## Material for the task

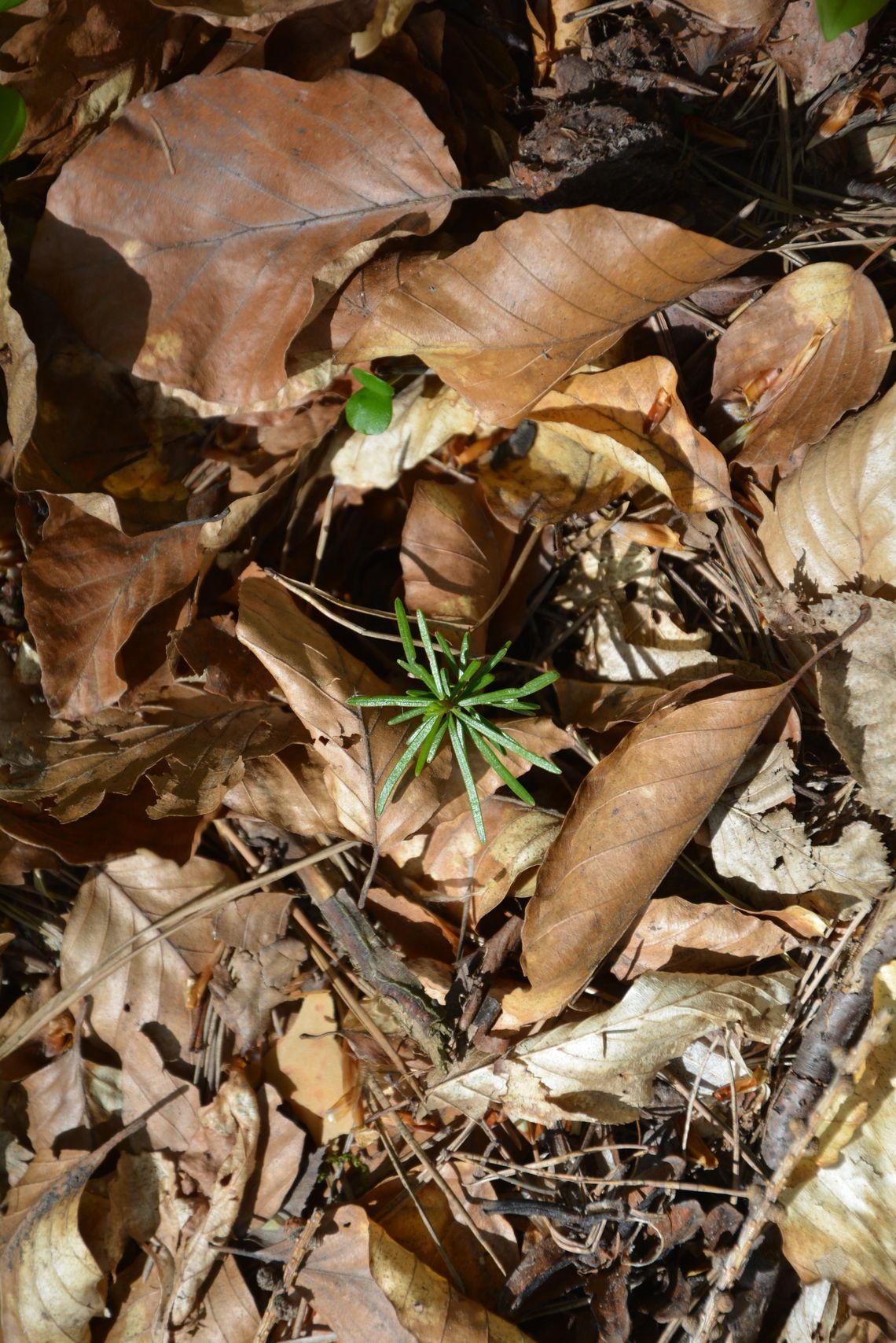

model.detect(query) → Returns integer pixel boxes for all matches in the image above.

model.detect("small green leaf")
[815,0,887,42]
[0,86,28,163]
[345,368,395,434]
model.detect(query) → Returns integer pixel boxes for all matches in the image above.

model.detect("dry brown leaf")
[678,0,784,20]
[479,355,729,525]
[502,685,788,1023]
[2,0,217,181]
[430,971,797,1124]
[106,1254,259,1343]
[400,480,515,642]
[0,686,307,822]
[153,0,362,32]
[21,1038,121,1151]
[118,1028,201,1152]
[0,1144,108,1343]
[31,70,458,403]
[557,532,725,682]
[265,992,358,1143]
[712,262,894,486]
[759,376,896,596]
[780,962,896,1334]
[769,0,868,108]
[420,797,560,925]
[298,1205,537,1343]
[708,730,892,918]
[364,1159,520,1309]
[0,220,38,451]
[330,383,487,490]
[610,896,797,981]
[223,747,349,840]
[237,579,447,848]
[352,0,417,61]
[810,596,896,821]
[341,205,752,423]
[168,1068,259,1328]
[61,853,230,1058]
[21,495,203,719]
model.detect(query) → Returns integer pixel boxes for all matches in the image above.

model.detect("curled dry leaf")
[610,896,797,979]
[237,579,447,848]
[400,480,515,639]
[153,0,362,31]
[0,220,38,451]
[341,205,752,423]
[169,1069,259,1328]
[712,262,894,486]
[106,1254,259,1343]
[759,388,896,595]
[669,0,786,28]
[0,687,307,822]
[332,384,487,490]
[502,685,788,1023]
[21,495,203,719]
[31,70,458,404]
[61,858,201,1058]
[479,355,731,525]
[297,1205,537,1343]
[769,0,868,108]
[0,1143,108,1343]
[420,797,560,925]
[780,962,896,1332]
[430,971,797,1124]
[810,592,896,821]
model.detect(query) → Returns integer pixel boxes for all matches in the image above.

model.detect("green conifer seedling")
[348,600,560,844]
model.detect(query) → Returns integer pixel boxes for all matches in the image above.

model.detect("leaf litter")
[0,0,896,1343]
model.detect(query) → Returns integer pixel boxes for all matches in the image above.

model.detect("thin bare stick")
[373,1119,468,1296]
[0,840,358,1058]
[691,1011,892,1343]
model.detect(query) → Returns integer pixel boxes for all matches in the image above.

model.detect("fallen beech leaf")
[502,685,788,1023]
[237,577,447,848]
[759,388,896,595]
[31,70,460,403]
[106,1254,261,1343]
[332,384,485,490]
[400,480,515,639]
[430,971,797,1124]
[779,962,896,1332]
[712,262,894,486]
[610,896,797,979]
[810,592,896,821]
[21,1038,121,1151]
[0,1144,108,1343]
[364,1160,516,1305]
[59,858,205,1058]
[708,735,892,918]
[479,355,729,525]
[0,686,307,816]
[2,0,214,177]
[769,0,868,108]
[21,495,203,719]
[340,205,754,423]
[297,1205,537,1343]
[169,1069,259,1328]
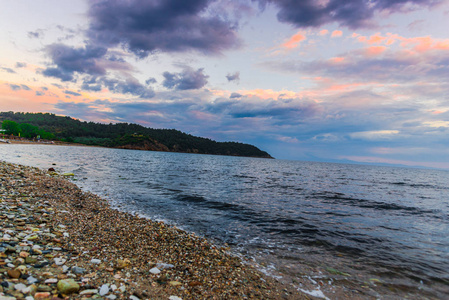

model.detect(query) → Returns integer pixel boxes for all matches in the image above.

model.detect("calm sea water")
[0,145,449,297]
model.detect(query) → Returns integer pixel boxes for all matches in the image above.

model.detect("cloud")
[64,90,81,96]
[87,0,240,58]
[28,29,44,39]
[257,0,442,29]
[349,130,399,141]
[145,77,157,85]
[42,44,107,81]
[226,71,240,82]
[0,67,16,74]
[282,32,307,49]
[7,84,31,91]
[162,66,209,90]
[331,30,343,37]
[99,77,155,99]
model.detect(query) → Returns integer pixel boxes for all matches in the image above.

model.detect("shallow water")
[0,144,449,298]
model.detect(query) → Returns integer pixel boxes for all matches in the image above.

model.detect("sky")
[0,0,449,169]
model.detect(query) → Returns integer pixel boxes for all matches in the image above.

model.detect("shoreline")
[0,161,308,300]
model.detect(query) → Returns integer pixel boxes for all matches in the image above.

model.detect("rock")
[156,263,175,270]
[45,278,58,284]
[14,283,27,292]
[7,270,22,278]
[19,251,30,258]
[57,279,80,295]
[25,256,37,264]
[54,257,66,266]
[189,281,201,286]
[80,289,98,295]
[72,266,86,274]
[99,284,109,296]
[27,276,39,284]
[115,258,131,270]
[34,292,51,300]
[90,258,101,265]
[37,284,53,292]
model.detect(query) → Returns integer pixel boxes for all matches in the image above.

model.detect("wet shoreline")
[0,162,308,299]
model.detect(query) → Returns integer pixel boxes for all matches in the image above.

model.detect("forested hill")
[0,112,272,158]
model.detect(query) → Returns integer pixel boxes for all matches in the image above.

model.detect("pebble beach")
[0,161,313,300]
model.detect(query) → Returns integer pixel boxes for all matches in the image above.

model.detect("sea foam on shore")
[0,161,307,299]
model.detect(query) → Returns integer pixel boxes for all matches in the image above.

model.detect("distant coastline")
[0,112,273,159]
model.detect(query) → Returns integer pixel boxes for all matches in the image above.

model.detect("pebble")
[7,265,22,278]
[57,279,80,295]
[80,289,98,296]
[0,161,305,300]
[71,266,86,274]
[99,284,109,296]
[90,258,101,265]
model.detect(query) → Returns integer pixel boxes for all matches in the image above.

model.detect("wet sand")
[0,161,314,300]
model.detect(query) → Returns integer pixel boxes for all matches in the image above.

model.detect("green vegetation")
[0,112,271,158]
[2,120,55,140]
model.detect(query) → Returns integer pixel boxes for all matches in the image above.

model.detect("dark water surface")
[0,145,449,298]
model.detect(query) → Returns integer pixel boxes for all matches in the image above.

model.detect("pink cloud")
[318,29,329,35]
[364,46,387,57]
[352,33,449,53]
[282,32,307,49]
[329,57,345,64]
[331,30,343,37]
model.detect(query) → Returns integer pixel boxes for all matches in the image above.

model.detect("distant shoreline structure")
[0,112,273,159]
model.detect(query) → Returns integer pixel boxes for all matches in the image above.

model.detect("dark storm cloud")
[162,67,209,90]
[265,50,449,83]
[42,44,107,81]
[99,78,155,99]
[253,0,442,29]
[226,72,240,82]
[88,0,239,58]
[64,90,81,96]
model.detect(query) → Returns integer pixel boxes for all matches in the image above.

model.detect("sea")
[0,144,449,299]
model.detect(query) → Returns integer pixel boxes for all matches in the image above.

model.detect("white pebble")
[54,257,66,266]
[14,283,27,292]
[99,284,109,296]
[45,278,58,283]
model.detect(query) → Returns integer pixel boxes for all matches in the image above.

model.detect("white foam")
[298,288,330,300]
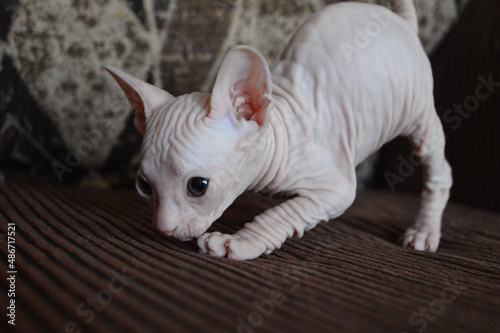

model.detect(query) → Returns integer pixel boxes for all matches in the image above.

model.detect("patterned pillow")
[0,0,466,187]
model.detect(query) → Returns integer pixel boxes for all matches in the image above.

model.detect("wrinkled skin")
[107,0,452,259]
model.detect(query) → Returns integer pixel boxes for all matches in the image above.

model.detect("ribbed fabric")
[0,185,500,332]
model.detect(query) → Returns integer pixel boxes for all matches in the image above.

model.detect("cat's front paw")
[198,232,267,260]
[402,227,441,252]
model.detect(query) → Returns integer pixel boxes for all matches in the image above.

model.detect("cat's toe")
[402,227,441,252]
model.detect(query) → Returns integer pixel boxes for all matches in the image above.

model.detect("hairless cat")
[106,0,452,260]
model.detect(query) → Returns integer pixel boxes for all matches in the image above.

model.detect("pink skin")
[107,0,452,260]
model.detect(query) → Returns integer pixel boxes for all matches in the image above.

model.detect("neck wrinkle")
[249,85,291,194]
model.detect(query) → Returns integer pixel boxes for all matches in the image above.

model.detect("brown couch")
[0,0,500,333]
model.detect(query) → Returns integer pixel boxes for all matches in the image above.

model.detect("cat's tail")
[390,0,418,33]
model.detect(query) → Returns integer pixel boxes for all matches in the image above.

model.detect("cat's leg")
[198,176,356,260]
[402,107,452,252]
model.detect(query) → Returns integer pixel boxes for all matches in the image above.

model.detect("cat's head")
[106,46,273,239]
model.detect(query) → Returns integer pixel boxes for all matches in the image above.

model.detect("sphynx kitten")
[106,0,452,260]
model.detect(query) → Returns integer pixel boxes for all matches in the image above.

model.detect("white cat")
[107,0,452,259]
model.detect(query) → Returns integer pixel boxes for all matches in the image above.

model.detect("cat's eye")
[135,176,153,200]
[188,177,208,197]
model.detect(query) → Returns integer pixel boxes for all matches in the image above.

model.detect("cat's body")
[110,0,451,259]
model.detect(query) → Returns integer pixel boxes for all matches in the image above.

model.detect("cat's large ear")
[104,66,175,135]
[208,46,273,127]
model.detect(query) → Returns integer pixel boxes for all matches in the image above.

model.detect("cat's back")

## What the exercise asks
Recast the listing from its start through the line containing "[345,368,395,434]" as a two-column CSV with the headers input and output. Make one row per input with its full output, put each value in one quoted field with line breaks replaced by spaces, and leave the pictures out.

## Result
input,output
"model.detect(query) → Returns integer pixel boxes for all matches in the image above. model.detect(""small green leaf"")","[815,0,887,42] [0,86,28,163] [345,368,395,434]"